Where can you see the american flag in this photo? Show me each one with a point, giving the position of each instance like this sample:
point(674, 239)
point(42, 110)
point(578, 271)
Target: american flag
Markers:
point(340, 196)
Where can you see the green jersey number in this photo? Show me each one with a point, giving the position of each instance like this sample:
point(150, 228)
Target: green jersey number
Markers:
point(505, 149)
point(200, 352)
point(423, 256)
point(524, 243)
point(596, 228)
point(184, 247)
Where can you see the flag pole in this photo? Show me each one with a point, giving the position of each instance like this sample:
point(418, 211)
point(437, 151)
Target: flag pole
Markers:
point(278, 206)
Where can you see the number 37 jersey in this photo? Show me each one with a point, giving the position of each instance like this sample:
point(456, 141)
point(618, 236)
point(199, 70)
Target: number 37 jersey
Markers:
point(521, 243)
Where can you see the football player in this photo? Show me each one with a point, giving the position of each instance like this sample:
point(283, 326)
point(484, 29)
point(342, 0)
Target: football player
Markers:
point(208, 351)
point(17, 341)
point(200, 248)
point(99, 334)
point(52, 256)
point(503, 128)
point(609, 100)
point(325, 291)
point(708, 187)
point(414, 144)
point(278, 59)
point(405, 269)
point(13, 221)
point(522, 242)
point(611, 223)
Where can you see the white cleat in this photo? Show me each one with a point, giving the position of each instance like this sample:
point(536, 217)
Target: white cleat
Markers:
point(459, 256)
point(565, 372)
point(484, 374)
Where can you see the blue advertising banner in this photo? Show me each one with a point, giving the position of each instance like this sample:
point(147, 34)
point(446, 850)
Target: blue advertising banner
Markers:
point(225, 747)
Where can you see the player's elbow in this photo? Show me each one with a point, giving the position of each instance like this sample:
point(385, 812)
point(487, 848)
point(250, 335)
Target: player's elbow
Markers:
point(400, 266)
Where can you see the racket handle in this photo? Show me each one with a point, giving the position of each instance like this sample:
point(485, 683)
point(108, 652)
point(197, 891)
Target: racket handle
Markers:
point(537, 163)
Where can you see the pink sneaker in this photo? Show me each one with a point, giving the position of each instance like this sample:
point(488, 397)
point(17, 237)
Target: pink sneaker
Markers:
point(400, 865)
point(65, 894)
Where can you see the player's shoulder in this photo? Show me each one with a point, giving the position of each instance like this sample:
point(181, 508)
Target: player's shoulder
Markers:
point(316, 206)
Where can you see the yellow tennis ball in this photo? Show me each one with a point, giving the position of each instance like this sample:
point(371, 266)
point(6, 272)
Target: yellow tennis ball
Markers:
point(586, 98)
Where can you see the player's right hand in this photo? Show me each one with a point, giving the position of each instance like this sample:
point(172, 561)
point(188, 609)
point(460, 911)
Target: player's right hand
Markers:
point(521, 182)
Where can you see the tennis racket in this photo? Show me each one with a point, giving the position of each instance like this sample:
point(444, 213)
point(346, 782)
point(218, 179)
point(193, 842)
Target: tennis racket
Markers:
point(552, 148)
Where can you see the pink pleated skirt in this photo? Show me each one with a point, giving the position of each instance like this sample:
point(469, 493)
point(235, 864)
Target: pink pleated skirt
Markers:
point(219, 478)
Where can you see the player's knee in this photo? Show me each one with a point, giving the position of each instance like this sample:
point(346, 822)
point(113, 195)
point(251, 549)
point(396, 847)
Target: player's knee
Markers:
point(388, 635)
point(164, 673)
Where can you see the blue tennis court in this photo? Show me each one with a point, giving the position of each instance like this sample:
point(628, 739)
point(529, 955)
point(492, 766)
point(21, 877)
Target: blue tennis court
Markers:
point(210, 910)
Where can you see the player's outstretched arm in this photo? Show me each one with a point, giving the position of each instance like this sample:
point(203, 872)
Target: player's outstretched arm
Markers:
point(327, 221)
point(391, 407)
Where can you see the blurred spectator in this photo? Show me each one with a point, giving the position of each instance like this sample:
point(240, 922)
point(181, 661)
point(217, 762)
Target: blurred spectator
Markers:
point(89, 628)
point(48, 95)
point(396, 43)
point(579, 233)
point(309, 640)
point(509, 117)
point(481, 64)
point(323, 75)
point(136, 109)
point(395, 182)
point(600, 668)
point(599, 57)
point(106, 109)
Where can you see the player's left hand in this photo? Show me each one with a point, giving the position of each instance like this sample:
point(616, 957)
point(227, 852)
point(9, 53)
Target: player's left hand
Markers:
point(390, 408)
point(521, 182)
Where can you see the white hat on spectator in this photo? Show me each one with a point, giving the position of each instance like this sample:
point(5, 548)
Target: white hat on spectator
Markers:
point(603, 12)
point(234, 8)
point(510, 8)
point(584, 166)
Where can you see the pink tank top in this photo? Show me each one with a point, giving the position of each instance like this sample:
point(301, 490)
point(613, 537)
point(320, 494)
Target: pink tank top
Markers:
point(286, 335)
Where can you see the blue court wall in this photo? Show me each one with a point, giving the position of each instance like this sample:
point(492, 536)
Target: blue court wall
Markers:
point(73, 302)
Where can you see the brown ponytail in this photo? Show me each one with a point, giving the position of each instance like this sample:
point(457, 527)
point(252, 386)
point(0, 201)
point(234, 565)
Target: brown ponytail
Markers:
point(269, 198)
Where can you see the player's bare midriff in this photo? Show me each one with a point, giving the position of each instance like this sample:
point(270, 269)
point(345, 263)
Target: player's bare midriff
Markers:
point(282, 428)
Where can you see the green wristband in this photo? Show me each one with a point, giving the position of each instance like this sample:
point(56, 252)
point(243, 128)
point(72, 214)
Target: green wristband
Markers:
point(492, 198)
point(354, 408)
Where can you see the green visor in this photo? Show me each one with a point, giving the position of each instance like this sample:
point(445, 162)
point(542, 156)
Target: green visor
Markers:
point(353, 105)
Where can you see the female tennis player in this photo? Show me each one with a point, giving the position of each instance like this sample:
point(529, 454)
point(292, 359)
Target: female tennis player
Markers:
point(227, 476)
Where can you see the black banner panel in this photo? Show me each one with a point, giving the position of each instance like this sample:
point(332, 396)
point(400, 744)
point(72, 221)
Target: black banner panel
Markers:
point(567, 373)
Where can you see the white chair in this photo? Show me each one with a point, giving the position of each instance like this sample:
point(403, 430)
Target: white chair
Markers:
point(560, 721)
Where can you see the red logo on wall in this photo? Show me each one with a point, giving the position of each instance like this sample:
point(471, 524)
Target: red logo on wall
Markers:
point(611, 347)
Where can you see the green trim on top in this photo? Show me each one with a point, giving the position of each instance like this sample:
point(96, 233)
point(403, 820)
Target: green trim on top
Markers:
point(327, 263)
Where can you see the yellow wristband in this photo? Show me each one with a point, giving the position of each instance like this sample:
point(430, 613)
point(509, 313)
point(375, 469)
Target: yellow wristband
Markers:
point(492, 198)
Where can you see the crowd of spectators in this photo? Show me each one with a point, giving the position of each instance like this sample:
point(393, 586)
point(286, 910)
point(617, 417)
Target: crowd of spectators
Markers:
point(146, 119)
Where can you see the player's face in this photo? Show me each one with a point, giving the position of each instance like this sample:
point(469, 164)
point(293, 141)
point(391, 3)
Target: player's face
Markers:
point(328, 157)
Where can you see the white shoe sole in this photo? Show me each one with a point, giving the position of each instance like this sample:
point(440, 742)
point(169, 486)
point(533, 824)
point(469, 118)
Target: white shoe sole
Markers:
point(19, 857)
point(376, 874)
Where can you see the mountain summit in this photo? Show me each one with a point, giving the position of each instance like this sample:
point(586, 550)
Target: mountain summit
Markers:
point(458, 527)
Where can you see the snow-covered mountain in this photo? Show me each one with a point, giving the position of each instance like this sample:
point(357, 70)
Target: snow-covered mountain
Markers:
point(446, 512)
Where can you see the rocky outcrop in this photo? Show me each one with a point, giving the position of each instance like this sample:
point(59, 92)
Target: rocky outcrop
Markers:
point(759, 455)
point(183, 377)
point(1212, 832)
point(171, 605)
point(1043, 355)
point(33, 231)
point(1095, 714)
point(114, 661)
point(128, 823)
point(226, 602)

^^^^^^^^^^^^^^^^

- PROBLEM TO SOLVE -
Filter the entries above down to the lines that hold the word "flag", and copy those lines.

- EXERCISE OUTPUT -
Where can you see the american flag in this photo? Show me each one with a point, giving the position of each instance like this sample:
Target: american flag
Where can you see the flag pole in this photo? Show me each one with a point, giving the position of each instance like this sample:
Target: flag pole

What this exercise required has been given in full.